[Image-grounded pointing data]
----

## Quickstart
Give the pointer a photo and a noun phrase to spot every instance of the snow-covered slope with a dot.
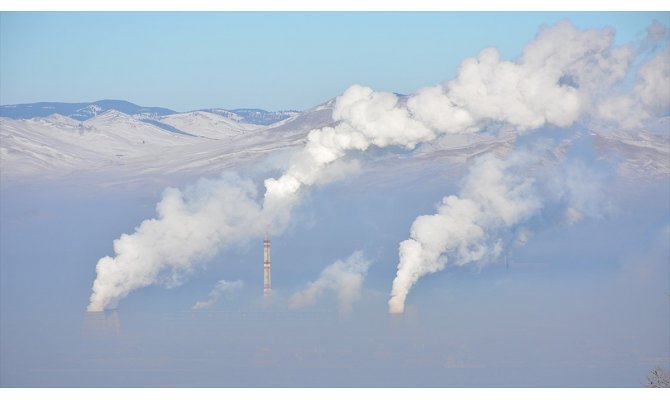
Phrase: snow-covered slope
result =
(208, 125)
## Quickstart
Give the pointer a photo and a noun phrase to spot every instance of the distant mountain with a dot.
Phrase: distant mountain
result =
(85, 111)
(79, 111)
(254, 115)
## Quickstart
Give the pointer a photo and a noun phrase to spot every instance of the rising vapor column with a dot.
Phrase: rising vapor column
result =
(267, 277)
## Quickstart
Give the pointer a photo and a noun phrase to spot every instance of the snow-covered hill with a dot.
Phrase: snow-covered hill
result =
(85, 111)
(196, 143)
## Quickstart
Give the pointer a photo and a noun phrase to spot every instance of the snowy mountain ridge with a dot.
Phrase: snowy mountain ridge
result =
(85, 111)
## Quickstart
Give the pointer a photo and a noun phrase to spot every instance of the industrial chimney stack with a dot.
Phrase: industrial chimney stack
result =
(267, 277)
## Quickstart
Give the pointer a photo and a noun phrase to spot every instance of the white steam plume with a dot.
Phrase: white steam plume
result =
(344, 278)
(556, 81)
(465, 229)
(191, 227)
(222, 287)
(559, 78)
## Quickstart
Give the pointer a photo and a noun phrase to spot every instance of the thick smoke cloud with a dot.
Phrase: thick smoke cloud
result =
(495, 197)
(222, 288)
(191, 227)
(344, 278)
(563, 75)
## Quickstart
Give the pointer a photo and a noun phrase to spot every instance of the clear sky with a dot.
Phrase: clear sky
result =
(288, 60)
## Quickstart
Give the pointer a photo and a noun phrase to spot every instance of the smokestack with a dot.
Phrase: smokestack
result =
(267, 277)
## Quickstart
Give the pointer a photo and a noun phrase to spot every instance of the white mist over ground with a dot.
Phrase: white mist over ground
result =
(563, 74)
(344, 278)
(557, 210)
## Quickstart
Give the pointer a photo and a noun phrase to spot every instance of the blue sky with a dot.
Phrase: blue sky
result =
(288, 60)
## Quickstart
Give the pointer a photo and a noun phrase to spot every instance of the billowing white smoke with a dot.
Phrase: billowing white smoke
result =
(562, 74)
(344, 278)
(222, 288)
(495, 197)
(191, 227)
(559, 78)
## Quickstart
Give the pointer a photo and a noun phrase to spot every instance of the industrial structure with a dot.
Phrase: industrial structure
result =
(267, 276)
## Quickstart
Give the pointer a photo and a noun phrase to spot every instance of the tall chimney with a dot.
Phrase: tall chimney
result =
(267, 277)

----

* **Problem to solve**
The only reply wanted is the number of lines in the records above containing the word "thick".

* **Task answer**
2